- 所给节选

前言
在自制编译器的Part1和Part2中,只想说明一下编译器的实现的大体逻辑和有趣的、值得探讨地方,不想对代码本身进行分析,所以对于代码的分析流程就放到了这里。
这篇文章主要是分析一下生成输出的语法树节点的过程。
函数体和流程语句被编译成中间代码的过程:
compileFunctionBody() :
public List compileFunctionBody(DefinedFunction f) {
stmts = new ArrayList<>();
scopeStack = new LinkedList<>();
breakStack = new LinkedList<>();
continueStack = new LinkedList<>();
jumpMap = new HashMap<>();
transformStmt(f.body());
checkJumpLinks(jumpMap);
return stmts;
}
刨去对于函数体作用域(ScopeStack)的压栈过程等等,剩下的逻辑可以用这张图表示:
虽然transformstmt(f.body())
,中的f.body()是一个StmtNode 但是这个StmtNode包含了很多内容,所以各种类型的节点还是会被Visitor访问到。
举例
在Part1中说过,因为流程控制语句只能定义在函数体中,所以了解了一个流程控制语句的算法就可以了解函数体的编译过程。通过一个实际的例子 来说明一下编译后的中间节点代码是如何处理流程控制语句的。
void fun(int a, char b) {
if (a == 5) {
printf("%d\n",a);
}else{
printf("%d\n",b);
}
while(b < 100) {
b ++;
if (b == 50)
break;
else
continue;
}
}
int main(int argc, char ** argv){
}
这个代码在Cflat编译器中会编译为如下的抽象语法树和中间代码语法树,两者可以对比起来看看:
抽象语法树
variables:
functions:
<> (test.cb:3)
name: "fun"
isPrivate: false
params:
parameters:
<> (test.cb:3)
name: "a"
typeNode: int
<> (test.cb:3)
name: "b"
typeNode: char
body:
<> (test.cb:3)
variables:
stmts:
<> (test.cb:4)
cond:
<> (test.cb:4)
operator: "=="
left:
<> (test.cb:4)
name: "a"
right:
<> (test.cb:4)
typeNode: int
value: 5
thenBody:
<> (test.cb:4)
variables:
stmts:
<> (test.cb:5)
expr:
<> (test.cb:5)
expr:
<> (test.cb:5)
name: "printf"
args:
<> (test.cb:5)
value: "%d\n"
<> (test.cb:5)
name: "a"
elseBody:
<> (test.cb:6)

- 练习材料
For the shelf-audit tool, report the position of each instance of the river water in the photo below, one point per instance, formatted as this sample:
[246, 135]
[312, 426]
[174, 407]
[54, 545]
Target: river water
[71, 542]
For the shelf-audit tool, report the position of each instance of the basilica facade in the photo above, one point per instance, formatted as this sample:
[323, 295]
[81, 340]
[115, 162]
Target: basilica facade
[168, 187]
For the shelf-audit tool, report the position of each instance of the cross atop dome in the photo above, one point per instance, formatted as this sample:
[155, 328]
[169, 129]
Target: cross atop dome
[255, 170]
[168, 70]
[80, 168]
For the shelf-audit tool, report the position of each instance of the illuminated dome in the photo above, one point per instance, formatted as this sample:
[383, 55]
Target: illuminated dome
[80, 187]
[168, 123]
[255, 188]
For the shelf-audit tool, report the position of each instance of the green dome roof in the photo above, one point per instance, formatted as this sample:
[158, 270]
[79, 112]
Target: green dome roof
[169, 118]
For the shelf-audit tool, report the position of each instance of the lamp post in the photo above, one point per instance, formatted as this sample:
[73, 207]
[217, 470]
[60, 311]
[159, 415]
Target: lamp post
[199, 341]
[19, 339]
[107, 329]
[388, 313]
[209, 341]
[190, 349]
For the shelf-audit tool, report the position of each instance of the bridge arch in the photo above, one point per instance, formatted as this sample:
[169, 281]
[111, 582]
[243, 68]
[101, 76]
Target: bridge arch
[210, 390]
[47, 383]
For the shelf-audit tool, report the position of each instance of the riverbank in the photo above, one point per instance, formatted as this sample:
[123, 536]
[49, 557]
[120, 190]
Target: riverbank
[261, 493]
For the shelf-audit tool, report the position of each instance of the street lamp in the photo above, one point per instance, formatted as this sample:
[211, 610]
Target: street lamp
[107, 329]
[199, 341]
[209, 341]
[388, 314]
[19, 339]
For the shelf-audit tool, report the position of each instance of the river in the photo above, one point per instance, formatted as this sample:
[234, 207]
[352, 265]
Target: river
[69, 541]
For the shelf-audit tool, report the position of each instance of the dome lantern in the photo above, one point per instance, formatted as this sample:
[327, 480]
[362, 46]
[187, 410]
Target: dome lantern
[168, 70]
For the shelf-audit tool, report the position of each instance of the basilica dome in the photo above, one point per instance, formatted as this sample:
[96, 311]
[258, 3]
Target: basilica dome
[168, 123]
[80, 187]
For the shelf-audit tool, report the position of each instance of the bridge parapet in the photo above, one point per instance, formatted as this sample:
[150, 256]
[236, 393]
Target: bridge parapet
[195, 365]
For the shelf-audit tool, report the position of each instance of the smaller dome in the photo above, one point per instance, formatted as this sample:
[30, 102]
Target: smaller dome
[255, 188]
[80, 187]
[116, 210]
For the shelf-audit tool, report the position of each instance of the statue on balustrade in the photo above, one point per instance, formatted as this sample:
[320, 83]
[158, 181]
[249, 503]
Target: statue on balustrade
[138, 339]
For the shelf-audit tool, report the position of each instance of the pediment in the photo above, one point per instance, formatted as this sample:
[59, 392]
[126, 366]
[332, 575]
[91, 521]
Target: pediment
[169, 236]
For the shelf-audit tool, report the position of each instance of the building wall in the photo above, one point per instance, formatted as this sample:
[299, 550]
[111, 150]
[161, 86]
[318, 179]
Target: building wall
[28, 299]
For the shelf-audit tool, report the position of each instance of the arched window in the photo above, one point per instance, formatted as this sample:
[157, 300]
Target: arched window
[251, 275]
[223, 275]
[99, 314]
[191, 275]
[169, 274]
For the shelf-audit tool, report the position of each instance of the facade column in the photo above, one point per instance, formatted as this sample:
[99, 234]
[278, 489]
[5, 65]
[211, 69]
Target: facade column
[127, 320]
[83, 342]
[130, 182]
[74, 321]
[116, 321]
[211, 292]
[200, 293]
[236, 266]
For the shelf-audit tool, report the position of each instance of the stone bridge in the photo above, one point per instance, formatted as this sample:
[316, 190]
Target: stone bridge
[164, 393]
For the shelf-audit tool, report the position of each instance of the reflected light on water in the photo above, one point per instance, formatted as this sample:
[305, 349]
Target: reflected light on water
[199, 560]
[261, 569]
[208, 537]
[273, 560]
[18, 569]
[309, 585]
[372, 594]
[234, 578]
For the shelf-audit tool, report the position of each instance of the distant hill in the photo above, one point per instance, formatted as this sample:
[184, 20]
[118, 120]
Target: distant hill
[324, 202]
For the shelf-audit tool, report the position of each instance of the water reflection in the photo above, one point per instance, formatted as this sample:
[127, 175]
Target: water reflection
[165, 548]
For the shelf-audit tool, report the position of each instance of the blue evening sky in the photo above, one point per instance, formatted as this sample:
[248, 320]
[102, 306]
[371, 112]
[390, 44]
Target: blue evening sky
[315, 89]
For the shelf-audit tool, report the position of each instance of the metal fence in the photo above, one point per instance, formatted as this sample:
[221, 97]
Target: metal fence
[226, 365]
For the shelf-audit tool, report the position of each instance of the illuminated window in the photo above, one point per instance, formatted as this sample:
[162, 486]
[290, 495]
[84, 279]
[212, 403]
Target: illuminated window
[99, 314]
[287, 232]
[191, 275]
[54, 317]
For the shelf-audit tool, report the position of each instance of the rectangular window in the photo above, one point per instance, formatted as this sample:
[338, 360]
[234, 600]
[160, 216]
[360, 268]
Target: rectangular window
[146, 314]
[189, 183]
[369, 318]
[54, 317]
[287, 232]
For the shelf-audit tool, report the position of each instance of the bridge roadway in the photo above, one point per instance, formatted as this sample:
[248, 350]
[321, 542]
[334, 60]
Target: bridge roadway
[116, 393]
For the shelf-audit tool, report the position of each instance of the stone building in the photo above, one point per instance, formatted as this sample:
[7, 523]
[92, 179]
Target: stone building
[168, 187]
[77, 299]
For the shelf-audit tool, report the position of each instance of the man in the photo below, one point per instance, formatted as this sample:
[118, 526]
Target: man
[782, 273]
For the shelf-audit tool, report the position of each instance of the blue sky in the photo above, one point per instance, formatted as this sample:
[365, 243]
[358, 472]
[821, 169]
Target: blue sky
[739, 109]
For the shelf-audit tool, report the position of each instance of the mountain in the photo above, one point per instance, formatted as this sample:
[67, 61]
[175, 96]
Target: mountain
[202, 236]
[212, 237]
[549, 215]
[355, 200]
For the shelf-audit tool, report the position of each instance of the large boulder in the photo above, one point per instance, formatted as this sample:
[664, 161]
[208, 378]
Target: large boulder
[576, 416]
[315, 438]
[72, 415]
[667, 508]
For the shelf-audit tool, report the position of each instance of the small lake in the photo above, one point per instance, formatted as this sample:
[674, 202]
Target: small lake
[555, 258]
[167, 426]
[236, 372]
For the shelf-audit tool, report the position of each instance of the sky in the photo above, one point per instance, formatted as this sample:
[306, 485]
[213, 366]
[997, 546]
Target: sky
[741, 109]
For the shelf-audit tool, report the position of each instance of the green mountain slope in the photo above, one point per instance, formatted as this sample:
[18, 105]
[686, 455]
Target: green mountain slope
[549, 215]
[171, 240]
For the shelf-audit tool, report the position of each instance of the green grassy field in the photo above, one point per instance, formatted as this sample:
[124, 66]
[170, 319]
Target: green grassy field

- 任务要求 1
列出节选中 compileFunctionBody() 方法里用 new 创建并赋值的全部变量名。
- 任务要求 2
在记录中找出每一行含有字符串“facade”的内容,原样抄出,区分大小写。
这些记录与节选无关。

- 最终答案 1
stmts、scopeStack、breakStack、continueStack、jumpMap

- 最终答案 2
For the shelf-audit tool, report the position of each instance of the basilica facade in the photo above, one point per instance, formatted as this sample:
Target: basilica facade
For the shelf-audit tool, report the position of each instance of the facade column in the photo above, one point per instance, formatted as this sample:
Target: facade column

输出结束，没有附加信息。